Repeat, without any change, the entries presented below.

>> START Information shown

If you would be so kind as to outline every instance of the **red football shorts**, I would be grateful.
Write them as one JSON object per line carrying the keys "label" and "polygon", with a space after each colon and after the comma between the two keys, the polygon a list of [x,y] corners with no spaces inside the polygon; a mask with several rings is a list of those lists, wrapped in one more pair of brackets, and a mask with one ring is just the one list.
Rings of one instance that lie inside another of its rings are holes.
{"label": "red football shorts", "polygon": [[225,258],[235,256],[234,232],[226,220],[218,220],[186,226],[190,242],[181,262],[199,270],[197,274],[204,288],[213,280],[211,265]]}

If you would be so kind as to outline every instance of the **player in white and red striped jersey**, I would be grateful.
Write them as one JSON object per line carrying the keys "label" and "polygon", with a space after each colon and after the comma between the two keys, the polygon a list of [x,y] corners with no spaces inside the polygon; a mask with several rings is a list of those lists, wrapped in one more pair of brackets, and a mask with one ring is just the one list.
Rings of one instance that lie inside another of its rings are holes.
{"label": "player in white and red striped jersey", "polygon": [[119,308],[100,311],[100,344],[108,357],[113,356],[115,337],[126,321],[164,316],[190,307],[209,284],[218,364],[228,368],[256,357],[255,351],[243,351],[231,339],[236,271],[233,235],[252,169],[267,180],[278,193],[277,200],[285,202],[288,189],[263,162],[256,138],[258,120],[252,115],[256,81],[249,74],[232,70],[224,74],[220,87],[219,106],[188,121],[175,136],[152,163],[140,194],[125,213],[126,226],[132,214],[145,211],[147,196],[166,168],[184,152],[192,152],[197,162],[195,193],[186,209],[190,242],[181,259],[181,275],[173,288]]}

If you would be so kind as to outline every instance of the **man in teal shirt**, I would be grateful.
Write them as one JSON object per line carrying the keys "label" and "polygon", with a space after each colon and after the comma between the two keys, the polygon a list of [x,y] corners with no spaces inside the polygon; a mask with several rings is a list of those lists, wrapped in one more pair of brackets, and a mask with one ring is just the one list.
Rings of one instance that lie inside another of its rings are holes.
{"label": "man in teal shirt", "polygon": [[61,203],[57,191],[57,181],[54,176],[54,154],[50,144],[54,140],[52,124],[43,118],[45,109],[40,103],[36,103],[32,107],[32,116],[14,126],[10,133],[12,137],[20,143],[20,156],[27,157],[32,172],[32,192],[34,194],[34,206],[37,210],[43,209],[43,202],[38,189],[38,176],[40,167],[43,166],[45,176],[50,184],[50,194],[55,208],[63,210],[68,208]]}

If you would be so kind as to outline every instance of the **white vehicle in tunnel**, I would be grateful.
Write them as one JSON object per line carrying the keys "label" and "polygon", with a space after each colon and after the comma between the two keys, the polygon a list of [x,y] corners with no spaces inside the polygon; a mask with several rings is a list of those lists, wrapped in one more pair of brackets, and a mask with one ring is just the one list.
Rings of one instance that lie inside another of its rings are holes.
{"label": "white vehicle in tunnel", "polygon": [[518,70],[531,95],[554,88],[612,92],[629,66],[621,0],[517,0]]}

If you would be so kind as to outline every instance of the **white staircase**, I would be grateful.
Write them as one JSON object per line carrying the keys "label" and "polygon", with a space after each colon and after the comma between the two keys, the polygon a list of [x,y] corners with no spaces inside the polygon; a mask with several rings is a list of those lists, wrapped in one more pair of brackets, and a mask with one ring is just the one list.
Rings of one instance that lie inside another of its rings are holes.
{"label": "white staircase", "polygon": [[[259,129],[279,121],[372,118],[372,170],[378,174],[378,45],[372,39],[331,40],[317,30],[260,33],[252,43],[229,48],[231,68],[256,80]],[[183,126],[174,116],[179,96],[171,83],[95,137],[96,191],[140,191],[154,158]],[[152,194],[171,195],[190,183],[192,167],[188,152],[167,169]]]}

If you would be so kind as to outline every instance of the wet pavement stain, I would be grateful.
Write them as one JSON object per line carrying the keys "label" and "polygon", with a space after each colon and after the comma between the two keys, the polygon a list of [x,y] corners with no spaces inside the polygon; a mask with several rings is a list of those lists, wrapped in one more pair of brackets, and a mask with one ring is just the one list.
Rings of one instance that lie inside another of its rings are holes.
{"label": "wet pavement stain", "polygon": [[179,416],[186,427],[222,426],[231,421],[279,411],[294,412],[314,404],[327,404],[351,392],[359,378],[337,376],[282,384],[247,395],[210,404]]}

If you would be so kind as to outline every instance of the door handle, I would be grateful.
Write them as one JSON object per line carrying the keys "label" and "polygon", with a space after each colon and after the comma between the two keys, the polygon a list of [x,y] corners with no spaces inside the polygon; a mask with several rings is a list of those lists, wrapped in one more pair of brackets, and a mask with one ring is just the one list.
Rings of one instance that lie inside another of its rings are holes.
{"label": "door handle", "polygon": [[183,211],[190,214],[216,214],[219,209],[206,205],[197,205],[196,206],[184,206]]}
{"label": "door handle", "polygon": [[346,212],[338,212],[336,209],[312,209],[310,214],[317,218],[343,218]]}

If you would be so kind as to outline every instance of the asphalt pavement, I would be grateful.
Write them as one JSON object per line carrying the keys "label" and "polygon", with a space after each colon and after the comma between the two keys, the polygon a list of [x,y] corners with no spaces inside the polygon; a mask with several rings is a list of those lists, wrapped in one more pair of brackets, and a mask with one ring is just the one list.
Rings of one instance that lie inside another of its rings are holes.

>> END Information shown

**Full solution:**
If you would be so kind as to outline every instance of the **red football shorts**, I would be grateful.
Write them as one JSON object per line carrying the keys "label" and "polygon", with a space after each colon and after the comma between the two keys, the polygon a list of [x,y] corners with no spaces inside the polygon; a mask with several rings is a list of those lists, wrapped in one more pair of brackets, and a mask with one ring is just the one list.
Rings of one instance that lie inside another of its rings are holes.
{"label": "red football shorts", "polygon": [[225,258],[235,256],[234,232],[226,220],[218,220],[186,226],[190,242],[181,262],[199,270],[197,274],[204,288],[213,280],[211,265]]}

If you would be so kind as to outline every instance of the **player in white and red striped jersey**, I would be grateful.
Write them as one JSON object per line carrying the keys "label" and "polygon", with a space after each colon and after the comma between the two keys, the polygon a list of [x,y] corners with no spaces inside the polygon; a mask with several rings is a list of those lists, wrapped in one more pair of brackets, and a mask with one ring is just the one list.
Rings of one instance that lie inside another of its rings are holes.
{"label": "player in white and red striped jersey", "polygon": [[119,308],[100,311],[100,344],[108,357],[113,356],[115,337],[126,321],[164,316],[190,307],[209,284],[218,364],[228,368],[256,357],[255,351],[243,351],[231,339],[236,271],[233,235],[252,169],[267,180],[278,193],[277,200],[285,202],[288,189],[263,162],[256,138],[258,120],[252,115],[256,81],[249,74],[232,70],[224,74],[220,87],[219,106],[188,121],[175,136],[152,163],[140,194],[125,213],[126,226],[132,214],[145,211],[147,196],[166,168],[184,152],[192,152],[197,162],[195,193],[186,209],[190,242],[181,259],[181,275],[173,288]]}

If you would be so kind as to outline every instance of the **man in teal shirt**, I would be grateful.
Write them as one JSON object per line carrying the keys "label" and "polygon", with a space after each colon and after the comma between the two keys, the polygon a list of [x,y] corners with no spaces inside the polygon; a mask with several rings is a list of those lists, wrapped in one more pair of brackets, and a mask with one ring is just the one list.
Rings of one instance that lie inside another of its rings are holes.
{"label": "man in teal shirt", "polygon": [[61,203],[57,191],[57,181],[54,176],[54,154],[50,144],[54,140],[52,124],[43,118],[45,109],[40,103],[36,103],[32,107],[32,116],[14,126],[10,133],[12,137],[20,143],[20,156],[27,157],[32,172],[32,192],[34,194],[34,206],[37,210],[43,209],[43,202],[38,189],[38,176],[40,167],[43,166],[45,176],[50,184],[50,194],[55,208],[63,210],[68,208]]}

If you would be so kind as to outline every instance of the **white vehicle in tunnel**, I would be grateful.
Write them as one JSON object per line carrying the keys "label" and "polygon", with a space after each colon and after the comma between the two keys, the polygon a list of [x,y] corners with no spaces inside the polygon; a mask with several rings is a list of those lists, wrapped in one more pair of brackets, and a mask with one ring is just the one list.
Rings of one instance that lie inside another of its rings are holes.
{"label": "white vehicle in tunnel", "polygon": [[518,70],[531,95],[554,88],[612,92],[629,66],[621,0],[517,0]]}

If you would be so kind as to outline every instance of the **white staircase**, I would be grateful.
Write them as one JSON object per line carrying the keys "label" and "polygon", with a space after each colon and after the comma between the two keys, the polygon a list of [x,y] corners with no spaces inside the polygon; a mask with several rings is a list of those lists, wrapped in one more pair of brackets, and a mask with one ring is just the one list.
Rings of one instance that lie inside another of its rings are holes.
{"label": "white staircase", "polygon": [[[259,129],[279,121],[372,118],[372,170],[378,174],[378,45],[372,39],[331,40],[317,30],[260,33],[252,43],[229,48],[231,68],[256,80]],[[183,126],[174,116],[179,96],[171,83],[95,137],[96,191],[140,191],[154,158]],[[152,194],[171,195],[190,183],[192,167],[188,152],[167,169]]]}

If you would be so kind as to outline every instance of the wet pavement stain, I would be grateful.
Write them as one JSON object per line carrying the keys "label" and "polygon", with a space after each colon and after the comma between the two keys, the polygon a list of [x,y] corners with no spaces inside the polygon; a mask with several rings is a list of those lists, wrapped in one more pair of brackets, and a mask with one ring is just the one list.
Rings of one instance that lie inside another of its rings are holes.
{"label": "wet pavement stain", "polygon": [[179,416],[186,427],[222,426],[231,421],[279,411],[294,412],[314,404],[327,404],[351,392],[359,378],[337,376],[282,384],[247,395],[210,404]]}

If you would be so kind as to outline every instance of the door handle, I would be grateful.
Write them as one JSON object per line carrying the keys "label" and "polygon", with a space after each colon and after the comma between the two keys, the polygon a list of [x,y] corners with no spaces inside the polygon; a mask with several rings is a list of those lists, wrapped in one more pair of brackets, and a mask with one ring is just the one list.
Rings of one instance that lie inside another of its rings are holes.
{"label": "door handle", "polygon": [[183,211],[190,214],[216,214],[219,209],[206,205],[197,205],[196,206],[184,206]]}
{"label": "door handle", "polygon": [[346,212],[338,212],[336,209],[312,209],[310,214],[317,218],[343,218]]}

If you would be so kind as to outline every instance of the asphalt pavement, I would be grateful.
Write them as one JSON object per line carrying the keys "label" and "polygon", with a space after each colon and after the comma between the two keys, the polygon a list of [x,y] corners with no spaces inside the polygon; a mask with several rings is a list of those lists, wrapped in one more pair of brackets, and a mask with one ring is just the one list.
Rings of one instance that lie inside another of its rings are holes.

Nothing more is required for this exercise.